[Set task]
Please echo the stretch of the listing from its start through the line that contains "xmin=0 ymin=71 xmax=600 ymax=398", keeping every line identical and including both ends.

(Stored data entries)
※
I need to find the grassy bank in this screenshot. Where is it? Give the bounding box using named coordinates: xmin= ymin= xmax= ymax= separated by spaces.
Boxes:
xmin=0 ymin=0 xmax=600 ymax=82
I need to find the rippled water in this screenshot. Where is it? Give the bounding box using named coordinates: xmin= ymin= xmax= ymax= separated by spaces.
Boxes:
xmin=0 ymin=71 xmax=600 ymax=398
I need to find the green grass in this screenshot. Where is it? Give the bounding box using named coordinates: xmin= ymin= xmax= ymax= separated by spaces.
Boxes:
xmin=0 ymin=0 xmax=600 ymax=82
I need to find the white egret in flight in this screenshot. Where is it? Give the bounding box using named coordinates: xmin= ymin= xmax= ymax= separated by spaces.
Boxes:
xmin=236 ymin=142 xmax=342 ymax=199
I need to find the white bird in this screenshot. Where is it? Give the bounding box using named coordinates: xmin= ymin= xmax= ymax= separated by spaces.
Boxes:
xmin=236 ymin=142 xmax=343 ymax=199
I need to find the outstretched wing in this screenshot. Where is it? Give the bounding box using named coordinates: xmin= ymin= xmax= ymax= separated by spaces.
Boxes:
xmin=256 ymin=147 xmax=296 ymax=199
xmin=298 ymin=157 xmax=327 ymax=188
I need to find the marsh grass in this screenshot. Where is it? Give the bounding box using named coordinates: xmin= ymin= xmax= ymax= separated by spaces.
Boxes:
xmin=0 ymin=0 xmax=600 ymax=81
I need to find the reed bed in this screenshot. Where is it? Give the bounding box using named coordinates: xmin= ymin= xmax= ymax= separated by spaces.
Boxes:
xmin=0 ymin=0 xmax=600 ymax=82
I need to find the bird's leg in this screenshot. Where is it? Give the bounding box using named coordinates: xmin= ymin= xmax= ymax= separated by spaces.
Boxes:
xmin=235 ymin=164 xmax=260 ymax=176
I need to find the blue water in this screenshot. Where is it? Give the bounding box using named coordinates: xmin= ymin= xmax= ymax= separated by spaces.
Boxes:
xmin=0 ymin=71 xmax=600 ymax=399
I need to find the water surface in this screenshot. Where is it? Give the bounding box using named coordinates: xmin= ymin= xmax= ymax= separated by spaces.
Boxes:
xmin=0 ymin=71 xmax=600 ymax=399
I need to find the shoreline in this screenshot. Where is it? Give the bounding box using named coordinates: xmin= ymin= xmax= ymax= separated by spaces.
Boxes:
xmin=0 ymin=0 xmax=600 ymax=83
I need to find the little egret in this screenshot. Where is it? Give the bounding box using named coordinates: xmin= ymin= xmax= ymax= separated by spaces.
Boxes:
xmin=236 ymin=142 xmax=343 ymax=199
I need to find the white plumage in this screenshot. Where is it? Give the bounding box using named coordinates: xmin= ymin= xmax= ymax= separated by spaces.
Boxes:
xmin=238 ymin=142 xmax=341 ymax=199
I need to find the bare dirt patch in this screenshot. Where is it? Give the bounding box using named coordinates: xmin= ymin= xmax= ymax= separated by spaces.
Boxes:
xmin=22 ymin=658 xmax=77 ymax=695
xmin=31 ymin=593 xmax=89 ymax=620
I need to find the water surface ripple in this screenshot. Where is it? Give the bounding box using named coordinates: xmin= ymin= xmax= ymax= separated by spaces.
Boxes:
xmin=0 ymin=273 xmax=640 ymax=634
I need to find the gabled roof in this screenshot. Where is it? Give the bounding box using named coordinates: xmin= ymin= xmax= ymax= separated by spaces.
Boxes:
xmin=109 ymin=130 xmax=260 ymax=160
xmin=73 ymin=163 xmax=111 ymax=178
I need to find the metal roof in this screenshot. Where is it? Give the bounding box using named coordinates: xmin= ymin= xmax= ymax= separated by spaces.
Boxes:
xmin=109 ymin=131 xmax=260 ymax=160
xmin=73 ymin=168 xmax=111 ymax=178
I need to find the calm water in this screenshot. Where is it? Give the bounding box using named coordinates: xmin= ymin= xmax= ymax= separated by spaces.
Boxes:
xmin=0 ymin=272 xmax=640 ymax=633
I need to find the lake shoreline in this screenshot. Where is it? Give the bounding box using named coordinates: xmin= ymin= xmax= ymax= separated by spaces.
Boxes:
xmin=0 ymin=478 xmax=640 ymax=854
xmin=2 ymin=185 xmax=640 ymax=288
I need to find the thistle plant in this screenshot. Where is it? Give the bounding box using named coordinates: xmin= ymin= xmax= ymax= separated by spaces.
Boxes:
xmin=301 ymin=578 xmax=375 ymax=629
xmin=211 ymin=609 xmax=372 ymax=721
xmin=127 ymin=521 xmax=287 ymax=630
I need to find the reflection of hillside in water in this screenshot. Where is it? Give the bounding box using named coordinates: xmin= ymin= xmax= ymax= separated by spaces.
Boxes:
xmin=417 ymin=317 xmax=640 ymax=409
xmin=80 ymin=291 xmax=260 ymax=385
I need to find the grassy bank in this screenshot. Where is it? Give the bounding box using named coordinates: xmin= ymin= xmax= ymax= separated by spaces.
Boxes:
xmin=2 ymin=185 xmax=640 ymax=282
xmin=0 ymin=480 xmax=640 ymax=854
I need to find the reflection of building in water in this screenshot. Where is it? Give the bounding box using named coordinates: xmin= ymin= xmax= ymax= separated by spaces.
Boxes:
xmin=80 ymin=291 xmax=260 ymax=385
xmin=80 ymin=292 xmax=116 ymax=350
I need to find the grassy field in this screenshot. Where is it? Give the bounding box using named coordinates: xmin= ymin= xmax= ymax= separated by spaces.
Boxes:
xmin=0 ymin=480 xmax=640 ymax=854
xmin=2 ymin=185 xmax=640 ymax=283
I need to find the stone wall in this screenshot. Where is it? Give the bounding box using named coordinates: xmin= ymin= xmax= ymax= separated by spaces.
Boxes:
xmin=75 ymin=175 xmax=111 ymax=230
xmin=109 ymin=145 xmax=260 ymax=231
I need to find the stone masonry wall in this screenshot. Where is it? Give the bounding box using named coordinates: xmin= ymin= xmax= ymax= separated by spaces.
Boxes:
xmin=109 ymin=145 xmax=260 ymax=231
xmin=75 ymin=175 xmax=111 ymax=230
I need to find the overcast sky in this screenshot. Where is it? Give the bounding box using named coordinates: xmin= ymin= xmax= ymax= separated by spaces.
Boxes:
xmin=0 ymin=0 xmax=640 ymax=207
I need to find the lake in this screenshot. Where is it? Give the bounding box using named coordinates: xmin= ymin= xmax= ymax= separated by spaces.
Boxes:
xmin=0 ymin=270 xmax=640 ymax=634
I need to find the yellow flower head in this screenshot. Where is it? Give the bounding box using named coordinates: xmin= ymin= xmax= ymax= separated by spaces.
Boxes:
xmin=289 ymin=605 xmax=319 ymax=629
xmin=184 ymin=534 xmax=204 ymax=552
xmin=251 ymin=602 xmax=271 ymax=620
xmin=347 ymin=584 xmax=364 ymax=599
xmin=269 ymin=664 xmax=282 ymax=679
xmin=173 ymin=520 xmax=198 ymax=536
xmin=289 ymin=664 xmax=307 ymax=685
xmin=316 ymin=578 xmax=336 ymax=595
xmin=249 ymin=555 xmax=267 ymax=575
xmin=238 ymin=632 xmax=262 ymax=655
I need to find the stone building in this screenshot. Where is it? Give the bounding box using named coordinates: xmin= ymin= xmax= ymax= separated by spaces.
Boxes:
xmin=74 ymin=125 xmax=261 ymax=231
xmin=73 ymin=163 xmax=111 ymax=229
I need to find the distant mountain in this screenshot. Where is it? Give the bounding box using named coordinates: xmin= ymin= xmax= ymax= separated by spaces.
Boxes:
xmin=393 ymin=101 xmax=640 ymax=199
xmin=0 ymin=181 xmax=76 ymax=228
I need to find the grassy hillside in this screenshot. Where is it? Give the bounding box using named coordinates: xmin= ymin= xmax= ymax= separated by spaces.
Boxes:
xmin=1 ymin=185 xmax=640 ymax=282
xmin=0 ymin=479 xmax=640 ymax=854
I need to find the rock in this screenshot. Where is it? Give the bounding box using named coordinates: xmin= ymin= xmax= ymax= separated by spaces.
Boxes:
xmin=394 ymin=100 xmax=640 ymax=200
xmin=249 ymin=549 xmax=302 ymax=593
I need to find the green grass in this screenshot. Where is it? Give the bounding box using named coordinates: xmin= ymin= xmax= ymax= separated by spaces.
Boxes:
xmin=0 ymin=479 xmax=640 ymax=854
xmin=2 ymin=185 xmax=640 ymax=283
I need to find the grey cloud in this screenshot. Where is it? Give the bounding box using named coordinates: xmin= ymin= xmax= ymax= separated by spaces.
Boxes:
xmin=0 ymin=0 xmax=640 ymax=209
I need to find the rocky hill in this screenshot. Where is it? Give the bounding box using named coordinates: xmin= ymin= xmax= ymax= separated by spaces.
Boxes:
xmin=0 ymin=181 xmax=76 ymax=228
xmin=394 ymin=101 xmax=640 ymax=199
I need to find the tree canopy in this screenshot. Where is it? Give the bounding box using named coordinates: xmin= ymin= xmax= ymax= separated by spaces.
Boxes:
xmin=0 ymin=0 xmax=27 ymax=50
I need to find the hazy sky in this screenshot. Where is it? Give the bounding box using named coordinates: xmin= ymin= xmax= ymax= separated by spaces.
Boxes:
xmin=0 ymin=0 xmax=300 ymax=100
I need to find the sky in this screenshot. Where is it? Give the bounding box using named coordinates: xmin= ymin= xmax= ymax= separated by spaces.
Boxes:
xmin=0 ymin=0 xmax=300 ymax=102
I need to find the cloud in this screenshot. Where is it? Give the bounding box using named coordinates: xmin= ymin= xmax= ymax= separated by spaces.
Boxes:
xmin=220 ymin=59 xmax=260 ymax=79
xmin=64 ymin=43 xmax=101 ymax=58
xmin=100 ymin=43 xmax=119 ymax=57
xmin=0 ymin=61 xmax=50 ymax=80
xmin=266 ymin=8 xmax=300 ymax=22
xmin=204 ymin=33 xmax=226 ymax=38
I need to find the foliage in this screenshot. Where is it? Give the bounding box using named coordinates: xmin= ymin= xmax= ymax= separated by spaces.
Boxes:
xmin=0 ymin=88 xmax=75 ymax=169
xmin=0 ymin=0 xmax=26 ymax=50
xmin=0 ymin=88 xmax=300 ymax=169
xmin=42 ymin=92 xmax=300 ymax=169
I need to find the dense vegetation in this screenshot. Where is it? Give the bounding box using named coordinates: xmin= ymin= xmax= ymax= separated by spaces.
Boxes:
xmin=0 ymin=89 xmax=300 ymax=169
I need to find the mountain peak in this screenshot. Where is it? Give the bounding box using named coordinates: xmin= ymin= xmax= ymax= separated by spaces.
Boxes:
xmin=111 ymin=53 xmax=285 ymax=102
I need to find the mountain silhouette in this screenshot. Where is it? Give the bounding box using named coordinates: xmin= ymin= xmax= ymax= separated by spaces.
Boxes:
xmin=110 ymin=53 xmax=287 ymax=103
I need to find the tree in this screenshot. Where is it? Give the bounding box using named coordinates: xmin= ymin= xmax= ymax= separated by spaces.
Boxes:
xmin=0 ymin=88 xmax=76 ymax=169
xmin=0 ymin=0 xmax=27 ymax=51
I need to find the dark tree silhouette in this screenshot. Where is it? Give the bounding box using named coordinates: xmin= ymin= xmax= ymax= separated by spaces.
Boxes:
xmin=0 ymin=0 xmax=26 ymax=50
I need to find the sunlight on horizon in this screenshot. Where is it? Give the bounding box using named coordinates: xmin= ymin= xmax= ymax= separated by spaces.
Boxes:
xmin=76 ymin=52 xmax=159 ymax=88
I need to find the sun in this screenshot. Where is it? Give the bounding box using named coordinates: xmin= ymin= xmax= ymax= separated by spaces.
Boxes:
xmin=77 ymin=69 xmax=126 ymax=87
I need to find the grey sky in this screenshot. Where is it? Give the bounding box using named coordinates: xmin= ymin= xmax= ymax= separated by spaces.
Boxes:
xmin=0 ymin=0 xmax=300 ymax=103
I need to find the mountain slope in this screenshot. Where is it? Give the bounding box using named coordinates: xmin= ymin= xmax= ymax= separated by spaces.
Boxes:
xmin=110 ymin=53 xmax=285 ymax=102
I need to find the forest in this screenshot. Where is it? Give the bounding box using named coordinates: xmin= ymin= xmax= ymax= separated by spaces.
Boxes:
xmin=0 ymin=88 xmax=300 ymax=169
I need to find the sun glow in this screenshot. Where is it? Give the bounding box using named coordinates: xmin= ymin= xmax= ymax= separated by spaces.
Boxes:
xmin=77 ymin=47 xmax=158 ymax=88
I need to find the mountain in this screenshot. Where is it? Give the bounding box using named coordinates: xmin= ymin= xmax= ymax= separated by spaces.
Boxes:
※
[Exercise response]
I need to find the grassy bank in this screenshot. Where is it? Give the bounding box using named coordinates: xmin= ymin= xmax= ymax= separated by spaces.
Boxes:
xmin=0 ymin=0 xmax=600 ymax=82
I need to find the rippled water in this screenshot. Where is it? Give the bounding box using named coordinates: xmin= ymin= xmax= ymax= separated by spaces.
Boxes:
xmin=0 ymin=71 xmax=600 ymax=398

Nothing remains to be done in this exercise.